> [Your task]: In the listing below, the lines from the first through the one with "positive clicks: (610, 330)" are to be copied word for word.

============================================================

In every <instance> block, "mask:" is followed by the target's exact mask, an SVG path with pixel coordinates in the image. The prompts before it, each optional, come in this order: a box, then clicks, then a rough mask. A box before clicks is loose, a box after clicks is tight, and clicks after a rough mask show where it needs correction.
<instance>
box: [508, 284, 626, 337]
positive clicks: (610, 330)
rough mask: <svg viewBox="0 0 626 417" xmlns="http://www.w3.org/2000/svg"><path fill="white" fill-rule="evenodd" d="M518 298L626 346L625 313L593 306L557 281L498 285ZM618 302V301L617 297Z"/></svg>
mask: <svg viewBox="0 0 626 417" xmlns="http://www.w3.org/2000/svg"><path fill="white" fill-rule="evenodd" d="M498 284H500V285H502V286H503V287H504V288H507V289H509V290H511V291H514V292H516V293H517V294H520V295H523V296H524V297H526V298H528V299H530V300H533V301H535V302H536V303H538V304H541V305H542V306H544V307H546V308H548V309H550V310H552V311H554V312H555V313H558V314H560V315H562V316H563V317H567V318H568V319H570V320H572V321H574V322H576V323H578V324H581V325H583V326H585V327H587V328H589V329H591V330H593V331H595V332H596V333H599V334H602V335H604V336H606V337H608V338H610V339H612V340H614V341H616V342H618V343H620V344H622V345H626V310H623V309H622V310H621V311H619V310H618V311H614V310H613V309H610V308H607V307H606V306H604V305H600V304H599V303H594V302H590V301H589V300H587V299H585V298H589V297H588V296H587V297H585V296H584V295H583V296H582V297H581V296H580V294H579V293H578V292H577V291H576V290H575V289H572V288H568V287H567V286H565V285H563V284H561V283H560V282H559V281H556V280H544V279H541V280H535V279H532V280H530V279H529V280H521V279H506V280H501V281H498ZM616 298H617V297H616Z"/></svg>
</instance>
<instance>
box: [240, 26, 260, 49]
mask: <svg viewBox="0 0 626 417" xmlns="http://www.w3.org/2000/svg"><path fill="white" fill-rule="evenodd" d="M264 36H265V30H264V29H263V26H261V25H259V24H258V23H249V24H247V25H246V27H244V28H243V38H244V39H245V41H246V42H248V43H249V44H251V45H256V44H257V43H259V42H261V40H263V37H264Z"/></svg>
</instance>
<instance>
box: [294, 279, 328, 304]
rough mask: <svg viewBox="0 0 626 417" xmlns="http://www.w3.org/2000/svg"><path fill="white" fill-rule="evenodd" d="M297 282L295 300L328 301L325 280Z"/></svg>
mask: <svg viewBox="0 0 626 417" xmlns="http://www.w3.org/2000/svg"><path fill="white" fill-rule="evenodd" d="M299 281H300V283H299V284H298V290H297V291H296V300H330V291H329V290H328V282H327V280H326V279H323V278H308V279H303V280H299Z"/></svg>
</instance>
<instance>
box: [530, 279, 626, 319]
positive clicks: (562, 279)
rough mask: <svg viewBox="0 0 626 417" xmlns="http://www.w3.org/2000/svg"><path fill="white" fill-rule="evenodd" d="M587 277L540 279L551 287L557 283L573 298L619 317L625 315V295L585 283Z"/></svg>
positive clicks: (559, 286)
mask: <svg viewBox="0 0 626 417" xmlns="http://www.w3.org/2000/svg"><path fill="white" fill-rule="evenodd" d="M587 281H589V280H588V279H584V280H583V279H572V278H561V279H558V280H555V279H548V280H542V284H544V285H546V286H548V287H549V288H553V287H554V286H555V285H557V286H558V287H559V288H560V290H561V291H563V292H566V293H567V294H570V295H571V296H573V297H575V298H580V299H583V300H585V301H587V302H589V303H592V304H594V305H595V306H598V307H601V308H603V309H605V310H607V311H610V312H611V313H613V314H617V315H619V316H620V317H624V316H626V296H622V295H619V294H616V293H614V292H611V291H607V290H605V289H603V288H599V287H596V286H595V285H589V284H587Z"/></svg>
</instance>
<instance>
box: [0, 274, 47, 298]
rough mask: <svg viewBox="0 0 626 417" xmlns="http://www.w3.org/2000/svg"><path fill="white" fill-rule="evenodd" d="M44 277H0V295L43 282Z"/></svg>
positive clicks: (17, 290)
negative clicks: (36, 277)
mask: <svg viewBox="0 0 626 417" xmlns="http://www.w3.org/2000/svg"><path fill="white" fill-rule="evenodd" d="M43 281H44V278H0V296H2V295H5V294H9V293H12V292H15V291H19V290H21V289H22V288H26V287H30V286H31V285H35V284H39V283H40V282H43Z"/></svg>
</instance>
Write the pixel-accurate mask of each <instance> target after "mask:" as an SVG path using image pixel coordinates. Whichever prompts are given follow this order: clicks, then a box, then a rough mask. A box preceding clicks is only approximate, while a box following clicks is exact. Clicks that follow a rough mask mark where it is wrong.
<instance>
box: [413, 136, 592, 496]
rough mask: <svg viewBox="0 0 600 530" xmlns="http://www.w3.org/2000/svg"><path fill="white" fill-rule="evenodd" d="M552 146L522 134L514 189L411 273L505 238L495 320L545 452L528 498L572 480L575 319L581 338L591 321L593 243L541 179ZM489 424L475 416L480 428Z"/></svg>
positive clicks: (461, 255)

============================================================

> [Result]:
In every <instance> block, "mask:" is followed by the target's exact mask, an SVG path with pixel coordinates in the image. The prompts before it, each optional, come in this order: a box, then clicks, then a rough mask. A box before clicks is loose, a box after clicks is tight, and clicks after a rough mask show where it needs correction.
<instance>
box: [508, 284, 626, 337]
positive clicks: (610, 330)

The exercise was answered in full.